* start DATA PROVIDED *

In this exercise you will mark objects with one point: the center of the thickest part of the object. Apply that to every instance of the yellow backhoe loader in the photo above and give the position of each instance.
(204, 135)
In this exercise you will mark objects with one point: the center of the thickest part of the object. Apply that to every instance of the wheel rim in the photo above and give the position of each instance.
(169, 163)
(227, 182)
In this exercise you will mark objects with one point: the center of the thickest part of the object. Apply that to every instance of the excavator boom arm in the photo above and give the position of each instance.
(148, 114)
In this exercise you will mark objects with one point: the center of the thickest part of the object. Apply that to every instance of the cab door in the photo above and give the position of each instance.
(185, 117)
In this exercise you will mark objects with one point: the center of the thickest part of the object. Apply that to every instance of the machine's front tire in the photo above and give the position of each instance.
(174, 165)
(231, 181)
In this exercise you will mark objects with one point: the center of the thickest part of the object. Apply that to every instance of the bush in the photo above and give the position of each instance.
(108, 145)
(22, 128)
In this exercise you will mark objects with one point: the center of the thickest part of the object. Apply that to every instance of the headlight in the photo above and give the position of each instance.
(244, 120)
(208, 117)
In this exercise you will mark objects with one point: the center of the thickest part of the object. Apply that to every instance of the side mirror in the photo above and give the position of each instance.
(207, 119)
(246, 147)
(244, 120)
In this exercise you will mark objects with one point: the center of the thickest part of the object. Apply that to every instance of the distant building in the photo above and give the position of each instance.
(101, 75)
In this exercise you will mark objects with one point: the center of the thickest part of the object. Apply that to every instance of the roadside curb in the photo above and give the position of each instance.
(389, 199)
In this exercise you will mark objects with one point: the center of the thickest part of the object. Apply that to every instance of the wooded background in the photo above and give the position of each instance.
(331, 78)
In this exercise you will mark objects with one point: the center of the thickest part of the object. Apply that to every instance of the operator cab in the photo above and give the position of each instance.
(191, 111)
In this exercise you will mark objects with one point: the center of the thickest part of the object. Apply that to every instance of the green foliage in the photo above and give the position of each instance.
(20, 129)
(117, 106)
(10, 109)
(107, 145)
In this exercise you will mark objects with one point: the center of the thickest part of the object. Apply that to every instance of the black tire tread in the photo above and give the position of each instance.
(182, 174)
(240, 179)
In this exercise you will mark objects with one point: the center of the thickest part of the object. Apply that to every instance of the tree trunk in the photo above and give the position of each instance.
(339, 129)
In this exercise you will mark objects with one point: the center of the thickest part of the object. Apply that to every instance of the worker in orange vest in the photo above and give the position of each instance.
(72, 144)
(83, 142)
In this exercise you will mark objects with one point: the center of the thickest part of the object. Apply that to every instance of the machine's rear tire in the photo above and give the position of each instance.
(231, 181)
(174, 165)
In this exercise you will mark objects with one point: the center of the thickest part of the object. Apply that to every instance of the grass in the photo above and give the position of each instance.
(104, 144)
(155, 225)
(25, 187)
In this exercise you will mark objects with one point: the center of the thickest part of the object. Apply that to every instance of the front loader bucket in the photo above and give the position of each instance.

* end DATA PROVIDED *

REQUIREMENTS
Take the lines from the one containing "the machine's rear" through the end of the material and write them out again, swapping "exercise" for "task" and leaving everything else unchanged.

FINAL RESULT
In this task you will mark objects with one point: the center of the thickest part of the object. Apply that to every instance of the machine's rear tire in the photo above and give the position of each instance.
(231, 181)
(174, 165)
In this task you will mark objects with one point: the center of the thickest part of the object. Apply that to every instance of the grass in the photo above and give the position of each instance.
(104, 144)
(155, 225)
(25, 187)
In this task you will mark objects with one point: the center of the thickest part of the object. Apply that to every instance of the front loader bucket in the photo above and give the position of each instance.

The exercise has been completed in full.